- **Short task**
Copy the rows from the start through the line containing "<point>625,91</point>", including both ends, and leave the pictures out.

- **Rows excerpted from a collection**
## begin

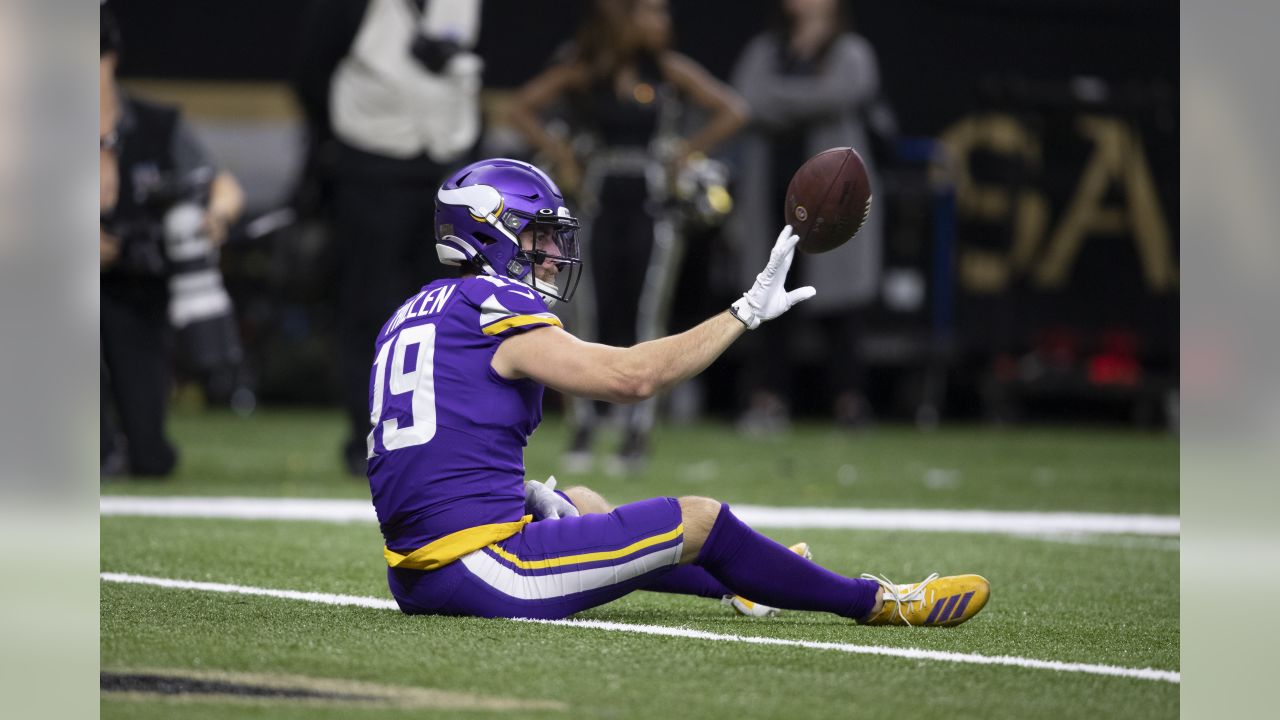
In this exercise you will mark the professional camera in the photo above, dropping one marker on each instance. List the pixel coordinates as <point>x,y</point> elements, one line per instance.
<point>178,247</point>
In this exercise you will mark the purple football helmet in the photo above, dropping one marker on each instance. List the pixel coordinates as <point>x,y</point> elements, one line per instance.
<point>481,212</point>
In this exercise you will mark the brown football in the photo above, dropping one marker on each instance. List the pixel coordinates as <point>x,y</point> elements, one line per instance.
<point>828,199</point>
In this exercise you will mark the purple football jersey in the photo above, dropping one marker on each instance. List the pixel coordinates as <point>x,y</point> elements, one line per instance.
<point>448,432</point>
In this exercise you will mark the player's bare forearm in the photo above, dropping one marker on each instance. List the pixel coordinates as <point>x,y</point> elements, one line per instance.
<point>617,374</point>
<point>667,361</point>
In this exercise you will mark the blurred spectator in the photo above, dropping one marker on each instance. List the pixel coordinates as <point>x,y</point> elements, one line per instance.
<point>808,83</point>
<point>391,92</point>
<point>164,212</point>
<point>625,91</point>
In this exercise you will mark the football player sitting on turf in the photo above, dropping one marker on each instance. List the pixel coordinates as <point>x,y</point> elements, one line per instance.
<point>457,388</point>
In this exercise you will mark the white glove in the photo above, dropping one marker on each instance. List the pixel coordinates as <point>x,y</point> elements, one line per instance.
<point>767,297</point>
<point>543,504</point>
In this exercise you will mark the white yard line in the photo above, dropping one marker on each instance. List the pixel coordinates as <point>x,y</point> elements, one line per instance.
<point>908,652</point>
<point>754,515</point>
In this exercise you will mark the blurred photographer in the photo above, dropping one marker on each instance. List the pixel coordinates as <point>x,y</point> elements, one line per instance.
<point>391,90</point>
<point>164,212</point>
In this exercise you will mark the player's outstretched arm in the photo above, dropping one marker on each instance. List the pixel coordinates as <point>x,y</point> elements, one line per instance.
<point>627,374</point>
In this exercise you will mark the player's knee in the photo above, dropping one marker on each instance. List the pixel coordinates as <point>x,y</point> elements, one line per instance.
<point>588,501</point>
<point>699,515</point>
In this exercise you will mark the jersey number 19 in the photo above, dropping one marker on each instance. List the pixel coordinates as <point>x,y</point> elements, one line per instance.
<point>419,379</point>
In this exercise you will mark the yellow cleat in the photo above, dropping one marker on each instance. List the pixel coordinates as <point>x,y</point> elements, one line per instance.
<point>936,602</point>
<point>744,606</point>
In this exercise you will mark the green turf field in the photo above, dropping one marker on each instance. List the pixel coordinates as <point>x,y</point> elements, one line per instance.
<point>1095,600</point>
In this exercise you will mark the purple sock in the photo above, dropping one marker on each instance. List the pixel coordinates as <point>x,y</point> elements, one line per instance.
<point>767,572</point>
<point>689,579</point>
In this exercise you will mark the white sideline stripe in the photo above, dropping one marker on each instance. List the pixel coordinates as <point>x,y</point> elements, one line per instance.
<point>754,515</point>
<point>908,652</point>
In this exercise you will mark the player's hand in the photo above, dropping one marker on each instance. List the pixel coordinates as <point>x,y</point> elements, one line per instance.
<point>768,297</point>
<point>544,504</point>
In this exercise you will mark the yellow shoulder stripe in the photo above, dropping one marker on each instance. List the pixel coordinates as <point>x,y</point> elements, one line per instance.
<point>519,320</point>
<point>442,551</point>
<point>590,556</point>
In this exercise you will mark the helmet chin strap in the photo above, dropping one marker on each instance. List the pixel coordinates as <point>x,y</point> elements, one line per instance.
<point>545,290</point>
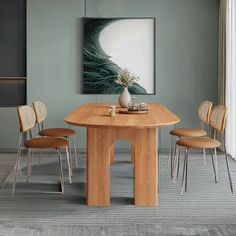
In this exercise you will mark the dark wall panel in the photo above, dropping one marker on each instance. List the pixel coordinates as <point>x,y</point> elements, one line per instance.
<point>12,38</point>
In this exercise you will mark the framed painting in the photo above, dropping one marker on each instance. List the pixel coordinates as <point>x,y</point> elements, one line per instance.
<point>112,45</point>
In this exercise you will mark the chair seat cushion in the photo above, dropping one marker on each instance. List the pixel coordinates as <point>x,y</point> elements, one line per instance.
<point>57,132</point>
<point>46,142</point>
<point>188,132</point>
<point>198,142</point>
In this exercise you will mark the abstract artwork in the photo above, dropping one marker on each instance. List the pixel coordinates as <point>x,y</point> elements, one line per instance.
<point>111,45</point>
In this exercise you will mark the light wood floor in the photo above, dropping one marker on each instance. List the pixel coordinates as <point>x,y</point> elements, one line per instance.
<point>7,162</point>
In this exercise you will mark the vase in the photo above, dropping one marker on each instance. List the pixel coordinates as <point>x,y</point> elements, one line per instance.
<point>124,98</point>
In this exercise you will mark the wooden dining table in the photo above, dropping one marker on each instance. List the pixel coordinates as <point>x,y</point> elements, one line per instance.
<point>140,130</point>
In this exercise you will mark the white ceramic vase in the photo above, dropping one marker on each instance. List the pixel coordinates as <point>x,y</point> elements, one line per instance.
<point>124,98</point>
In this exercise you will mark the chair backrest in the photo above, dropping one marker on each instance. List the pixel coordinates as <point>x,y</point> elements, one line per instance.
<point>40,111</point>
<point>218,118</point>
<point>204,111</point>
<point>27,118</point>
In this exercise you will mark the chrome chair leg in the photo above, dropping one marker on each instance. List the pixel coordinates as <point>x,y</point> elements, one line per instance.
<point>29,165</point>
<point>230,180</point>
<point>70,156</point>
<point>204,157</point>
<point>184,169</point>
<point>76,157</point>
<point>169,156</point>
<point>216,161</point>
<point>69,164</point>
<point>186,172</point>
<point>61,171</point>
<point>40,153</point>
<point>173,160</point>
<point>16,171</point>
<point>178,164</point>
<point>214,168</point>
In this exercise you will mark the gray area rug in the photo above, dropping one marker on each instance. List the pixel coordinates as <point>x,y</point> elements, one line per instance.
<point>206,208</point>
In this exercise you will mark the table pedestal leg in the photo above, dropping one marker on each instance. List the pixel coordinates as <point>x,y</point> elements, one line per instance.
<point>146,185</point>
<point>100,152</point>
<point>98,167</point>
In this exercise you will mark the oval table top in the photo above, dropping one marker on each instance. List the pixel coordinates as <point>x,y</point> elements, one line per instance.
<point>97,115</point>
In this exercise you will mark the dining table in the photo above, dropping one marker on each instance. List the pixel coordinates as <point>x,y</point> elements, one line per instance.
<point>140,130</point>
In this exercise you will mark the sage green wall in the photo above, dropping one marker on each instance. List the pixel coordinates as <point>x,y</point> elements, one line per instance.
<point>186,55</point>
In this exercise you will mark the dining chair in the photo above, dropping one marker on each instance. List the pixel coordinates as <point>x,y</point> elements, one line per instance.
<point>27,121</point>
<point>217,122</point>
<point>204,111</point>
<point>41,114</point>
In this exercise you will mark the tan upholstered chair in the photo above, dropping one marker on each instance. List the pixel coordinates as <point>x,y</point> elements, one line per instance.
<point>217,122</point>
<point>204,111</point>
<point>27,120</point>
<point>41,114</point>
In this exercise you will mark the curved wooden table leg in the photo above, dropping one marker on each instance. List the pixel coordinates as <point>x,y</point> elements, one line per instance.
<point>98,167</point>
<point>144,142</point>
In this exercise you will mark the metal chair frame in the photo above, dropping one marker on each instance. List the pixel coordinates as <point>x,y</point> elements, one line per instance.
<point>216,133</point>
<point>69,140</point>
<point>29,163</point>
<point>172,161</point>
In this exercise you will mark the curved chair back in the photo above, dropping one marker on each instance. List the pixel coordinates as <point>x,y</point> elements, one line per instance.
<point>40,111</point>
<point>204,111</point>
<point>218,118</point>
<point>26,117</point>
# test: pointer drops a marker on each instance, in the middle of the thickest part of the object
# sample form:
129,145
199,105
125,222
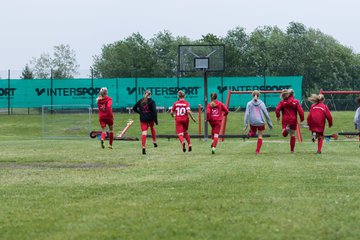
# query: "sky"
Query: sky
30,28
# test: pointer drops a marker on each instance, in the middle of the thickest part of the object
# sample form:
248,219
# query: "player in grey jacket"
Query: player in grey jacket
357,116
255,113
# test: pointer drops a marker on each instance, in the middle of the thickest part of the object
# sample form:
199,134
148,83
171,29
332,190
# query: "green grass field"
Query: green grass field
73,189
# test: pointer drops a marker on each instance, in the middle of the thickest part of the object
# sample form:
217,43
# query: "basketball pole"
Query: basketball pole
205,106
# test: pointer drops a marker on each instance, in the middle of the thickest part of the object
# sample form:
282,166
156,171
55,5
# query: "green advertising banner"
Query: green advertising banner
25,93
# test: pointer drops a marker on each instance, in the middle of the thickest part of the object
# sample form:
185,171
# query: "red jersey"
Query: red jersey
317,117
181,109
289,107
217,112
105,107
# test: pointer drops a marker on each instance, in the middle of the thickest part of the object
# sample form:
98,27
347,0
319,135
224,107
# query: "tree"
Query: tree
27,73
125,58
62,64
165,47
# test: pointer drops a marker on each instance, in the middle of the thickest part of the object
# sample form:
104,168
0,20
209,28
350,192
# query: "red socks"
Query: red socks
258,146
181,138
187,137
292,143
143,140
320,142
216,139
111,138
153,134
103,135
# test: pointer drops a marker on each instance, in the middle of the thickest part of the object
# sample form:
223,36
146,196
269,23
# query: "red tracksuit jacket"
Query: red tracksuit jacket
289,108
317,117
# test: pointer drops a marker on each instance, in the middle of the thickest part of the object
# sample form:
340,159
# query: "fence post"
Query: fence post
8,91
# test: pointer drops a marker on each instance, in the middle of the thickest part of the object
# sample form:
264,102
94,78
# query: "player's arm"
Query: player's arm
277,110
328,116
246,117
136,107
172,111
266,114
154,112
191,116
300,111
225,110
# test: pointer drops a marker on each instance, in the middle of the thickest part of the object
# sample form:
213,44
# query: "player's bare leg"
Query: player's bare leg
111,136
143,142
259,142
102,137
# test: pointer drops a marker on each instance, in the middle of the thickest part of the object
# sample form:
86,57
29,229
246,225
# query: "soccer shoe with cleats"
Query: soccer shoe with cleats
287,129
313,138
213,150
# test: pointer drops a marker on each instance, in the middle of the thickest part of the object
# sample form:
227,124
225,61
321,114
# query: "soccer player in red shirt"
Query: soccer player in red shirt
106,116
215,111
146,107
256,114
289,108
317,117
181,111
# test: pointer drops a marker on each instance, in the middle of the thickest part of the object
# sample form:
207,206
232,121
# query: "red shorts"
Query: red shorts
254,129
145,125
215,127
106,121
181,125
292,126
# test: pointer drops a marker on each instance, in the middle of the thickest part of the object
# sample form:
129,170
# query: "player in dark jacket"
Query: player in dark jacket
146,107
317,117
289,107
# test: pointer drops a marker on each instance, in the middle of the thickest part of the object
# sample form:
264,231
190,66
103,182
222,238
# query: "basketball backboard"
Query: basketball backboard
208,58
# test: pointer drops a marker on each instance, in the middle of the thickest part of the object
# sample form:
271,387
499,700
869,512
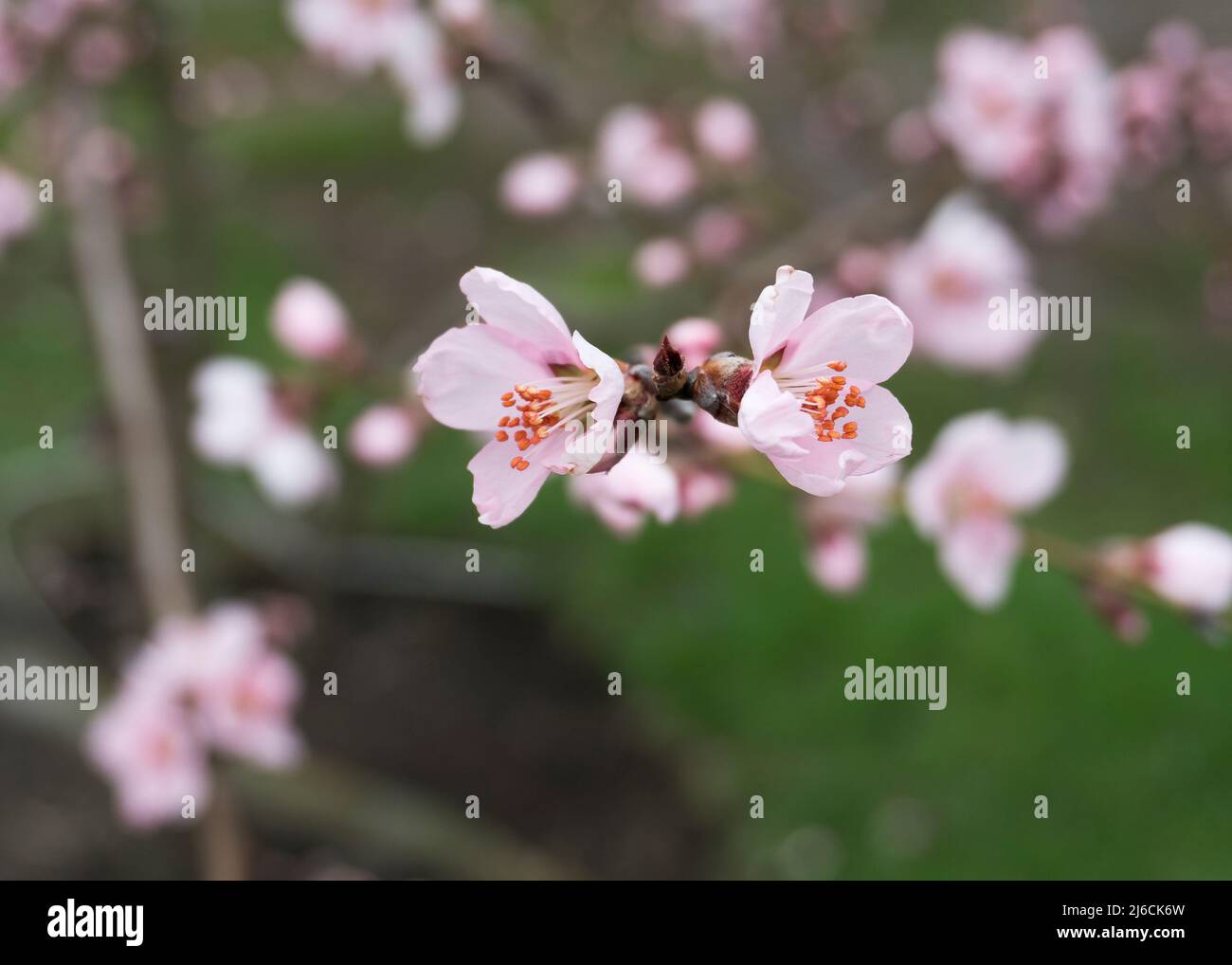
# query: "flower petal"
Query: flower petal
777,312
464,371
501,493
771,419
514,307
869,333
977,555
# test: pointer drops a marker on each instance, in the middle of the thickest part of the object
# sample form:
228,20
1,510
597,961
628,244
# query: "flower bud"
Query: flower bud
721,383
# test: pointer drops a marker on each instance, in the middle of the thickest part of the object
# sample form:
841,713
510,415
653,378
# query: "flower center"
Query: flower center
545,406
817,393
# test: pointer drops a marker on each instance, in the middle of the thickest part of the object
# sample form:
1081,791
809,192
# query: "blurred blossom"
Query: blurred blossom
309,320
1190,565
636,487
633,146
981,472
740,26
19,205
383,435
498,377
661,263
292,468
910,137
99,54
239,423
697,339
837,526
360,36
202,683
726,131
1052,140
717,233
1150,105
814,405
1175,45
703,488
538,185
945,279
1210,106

## end

- **Output for this task**
In this exercise you will mark the professional camera in the photo above, dropping one marker on each instance. List the pixel coordinates as <point>x,y</point> elements, one line per instance.
<point>178,247</point>
In this exercise you will mark the purple football helmet in the photo above, dropping one marker on each instance. List the pixel coordinates as <point>x,y</point> elements, one line per instance.
<point>481,212</point>
In this exercise you will mark the brown football in the photo above, dropping one marker on each instance. List the pixel coordinates as <point>x,y</point> elements, one line per instance.
<point>828,199</point>
In this exercise you will mark the purple football jersey in the photo above, dropping one marker on each instance. List the pixel coordinates as <point>x,y</point> elements, one line per instance.
<point>448,432</point>
In this exercise you will mark the player's bare forearm in the photo above, dropping one marker on each instance. List the pixel coordinates as <point>x,y</point> elements, one line per instance.
<point>617,374</point>
<point>667,361</point>
In this exercise you will mark the blurred spectator in the photo above, dropping one marker on each instance. List the pixel coordinates as <point>x,y</point> elements, one line per instance.
<point>808,83</point>
<point>391,92</point>
<point>164,212</point>
<point>625,91</point>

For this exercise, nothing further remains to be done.